» **Given passage**
= = = =

In 2010, Communion Records released its first artist release, Matthew and the Atlas's To the North EP . It then released debut EPs and singles by Michael Kiwanuka, Ben Howard, Gotye, Daughter, Matt Corby, Marcus Foster, and Nathaniel Rateliff.  Grimble often served as producer and Jones play with the artists in the studio or live.

Under a two-year partnership with Island Records, Communion Records released albums by Deap Vally, Edward Sharpe and the Magnetic Zeros, Half Moon Run and Catfish and the Bottlemen.  The Bottlemen debut album, The Balcony, sold approximately 400,000 copies worldwide and saw the band winning a 2016 Brit Award for Best British Breakthrough.

In 2015, Communion Records signed a new distribution deal with Universal Music's Caroline International, under which it released music by Bear's Den, Joseph J Jones, Rukhsana Merrise, Banfi, Syd Arthur, Foreign Fields, and Matthew and the Atlas.

In 2021, Communion Records partnered with So Young Magazine to create So Young Records, home to Folly Group, Lime Garden, VLURE and more.

Communion Records US
In 2012, Communion launched its sister label, Communion Records US, under Ben Lovett. Initially distributed by Sony RED and now by Capitol Music Group, it has signed and released records by Tennis, Willy Mason and Rubblebucket, as well as being the US label for Bear's Den, Catfish and the Bottlemen and Matthew and the Atlas.

Compilations
Communion Records has released three other compilations.
 The Flowerpot Sessions (May 2011), which was the product of a week-long collaboration between 23 artists. Communion took over the now-closed North London pub for a week, and facilitated a week of live performances, writing sessions and recording on-site. Artists included Angus and Julia Stone, Damien Rice, Mt Desolation, Lissie and Marcus Foster.
 New Faces (March 2012) Communion's third compilation, New Faces' was a cherry-picked selection of music that Communion was excited about – a look back at the previous year's best new music, and a look forward to what was coming next year. It featured artists including Michael Kiwanuka, Matt Corby, Bear's Den, Dan Croll and Joe Banfi.

= = = =

Entries on locating named things
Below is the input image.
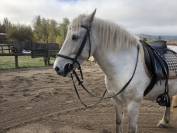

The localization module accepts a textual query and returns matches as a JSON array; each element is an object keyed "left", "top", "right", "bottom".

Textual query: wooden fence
[{"left": 0, "top": 44, "right": 59, "bottom": 68}]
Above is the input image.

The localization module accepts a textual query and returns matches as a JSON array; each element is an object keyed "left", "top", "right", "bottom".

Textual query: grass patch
[{"left": 0, "top": 56, "right": 54, "bottom": 69}]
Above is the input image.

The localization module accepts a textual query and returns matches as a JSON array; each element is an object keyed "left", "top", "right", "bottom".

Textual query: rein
[{"left": 57, "top": 25, "right": 140, "bottom": 108}]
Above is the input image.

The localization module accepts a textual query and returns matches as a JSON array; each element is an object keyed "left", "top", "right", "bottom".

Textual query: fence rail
[{"left": 0, "top": 44, "right": 59, "bottom": 68}]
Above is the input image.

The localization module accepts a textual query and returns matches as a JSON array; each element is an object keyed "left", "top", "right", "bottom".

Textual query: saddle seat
[{"left": 140, "top": 41, "right": 177, "bottom": 96}]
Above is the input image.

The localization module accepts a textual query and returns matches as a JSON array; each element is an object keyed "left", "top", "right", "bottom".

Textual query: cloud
[{"left": 0, "top": 0, "right": 177, "bottom": 35}]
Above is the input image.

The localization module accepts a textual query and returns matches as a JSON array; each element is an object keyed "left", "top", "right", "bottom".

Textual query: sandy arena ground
[{"left": 0, "top": 63, "right": 177, "bottom": 133}]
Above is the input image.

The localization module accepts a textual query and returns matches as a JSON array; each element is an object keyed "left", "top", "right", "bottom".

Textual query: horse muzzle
[{"left": 55, "top": 63, "right": 74, "bottom": 77}]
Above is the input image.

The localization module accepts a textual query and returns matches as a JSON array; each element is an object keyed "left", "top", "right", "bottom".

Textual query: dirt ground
[{"left": 0, "top": 63, "right": 177, "bottom": 133}]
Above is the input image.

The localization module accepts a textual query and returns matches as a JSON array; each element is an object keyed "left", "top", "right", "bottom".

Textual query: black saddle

= = = =

» **Challenges**
A - From the Communion Records passage, list every artist named as taking part in The Flowerpot Sessions.
B - Go on with the Communion Records passage, starting after its final sentence.

» **In response**
A - Angus and Julia Stone, Damien Rice, Mt Desolation, Lissie, Marcus Foster

B -
 Commun10n'' (March 2016) was released to mark the 10th anniversary of Communion. Released as a very limited 12" vinyl, side one features a best of Communion Records previous releases, and side two features a selection of new artists on the roster. It was released in conjunction with Record Store Day.

Communion Presents
Communion Presents is an independent concert promoter in London. Like Communion Records, it emerged from the Communion Clubnight,  It represents approximately 150 artists, including James Bay, Ben Howard, George Ezra, Michael Kiwanuka, Half Moon Run, Matt Corby, Jack Garratt, Bear's Den, The Staves, Frances, Nathaniel Rateliff and the Night Sweats and Chet Faker.

Festivals
Communion Presents has its own 1500 capacity festival in Shepherds Bush called "Bushstock". Focused on new and emerging talent, it takes place in June across multiple venues in the Shepherds Bush area.

Communion Presents is also a partner in Citadel Festival, a one-day event in Victoria Park in London that launched in July 2015 with Ben Howard as its first headliner.

Tours
Communion Presents has produced a number of tours, most notably the Austin to Boston tour of March 2012, which was made into an award-winning documentary of the same name.

It also produces a bi-annual tour in the UK called "New Faces" which features four emerging artists on a rotating line up.

Radio
Communion Presents also curates a weekly new music show on UK indie radio station Radio X . It airs on Sunday evenings from 10 pm and is hosted by Maz Tappuni.

Communion Publishing
Communion Publishing is an independent music publisher, administered by Kobalt. Writers on the roster include Catfish and the Bottlemen, Bear's Den, Foreign Fields, Banfi, Joseph J Jones, Matt Hegarty and Richard Frennaux.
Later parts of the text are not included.